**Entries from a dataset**

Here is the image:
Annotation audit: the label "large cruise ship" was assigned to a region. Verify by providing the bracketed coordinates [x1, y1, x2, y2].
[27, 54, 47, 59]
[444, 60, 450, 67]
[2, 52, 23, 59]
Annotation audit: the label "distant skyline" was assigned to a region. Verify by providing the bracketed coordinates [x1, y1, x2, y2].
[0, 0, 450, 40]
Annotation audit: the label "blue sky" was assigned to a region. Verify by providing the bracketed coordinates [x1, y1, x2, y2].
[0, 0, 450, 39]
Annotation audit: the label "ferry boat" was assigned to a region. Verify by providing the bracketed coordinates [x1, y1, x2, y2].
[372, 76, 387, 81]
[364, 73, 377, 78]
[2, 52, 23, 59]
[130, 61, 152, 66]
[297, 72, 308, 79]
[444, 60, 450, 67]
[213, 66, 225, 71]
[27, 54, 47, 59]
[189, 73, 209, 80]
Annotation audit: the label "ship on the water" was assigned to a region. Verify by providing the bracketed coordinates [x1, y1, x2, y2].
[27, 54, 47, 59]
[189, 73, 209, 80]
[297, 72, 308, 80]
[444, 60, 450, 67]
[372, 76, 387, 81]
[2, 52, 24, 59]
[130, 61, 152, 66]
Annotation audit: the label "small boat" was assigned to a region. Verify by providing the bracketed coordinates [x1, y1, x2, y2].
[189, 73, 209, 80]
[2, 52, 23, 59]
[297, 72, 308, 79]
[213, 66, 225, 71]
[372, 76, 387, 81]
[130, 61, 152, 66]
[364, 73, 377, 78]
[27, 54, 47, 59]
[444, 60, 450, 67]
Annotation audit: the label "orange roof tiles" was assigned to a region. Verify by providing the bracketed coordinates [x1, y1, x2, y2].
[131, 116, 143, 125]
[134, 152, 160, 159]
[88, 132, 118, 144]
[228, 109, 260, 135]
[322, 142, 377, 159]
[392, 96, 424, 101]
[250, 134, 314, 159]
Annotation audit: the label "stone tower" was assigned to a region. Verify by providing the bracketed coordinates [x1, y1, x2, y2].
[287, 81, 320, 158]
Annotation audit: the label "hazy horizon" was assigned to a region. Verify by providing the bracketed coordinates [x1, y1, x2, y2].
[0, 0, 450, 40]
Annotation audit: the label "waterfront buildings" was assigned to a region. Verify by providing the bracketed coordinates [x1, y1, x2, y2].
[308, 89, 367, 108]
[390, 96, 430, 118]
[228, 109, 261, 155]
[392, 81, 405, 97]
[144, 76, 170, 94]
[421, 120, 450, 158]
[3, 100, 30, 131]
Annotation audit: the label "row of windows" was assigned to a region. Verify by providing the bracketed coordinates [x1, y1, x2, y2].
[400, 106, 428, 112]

**REQUIRED WORK**
Select each line of the entries above that contains the word "boat", and copy those lines out in full.

**RESPONSE TO THIS TASK**
Annotation audit: the label "ferry boat" was assigned to a region. Verify by providing the bracketed coordinates [x1, y1, x2, y2].
Annotation audit: the label "small boat" was assigned to a region. Verify by providing the bracketed coordinates [x1, y1, x2, y2].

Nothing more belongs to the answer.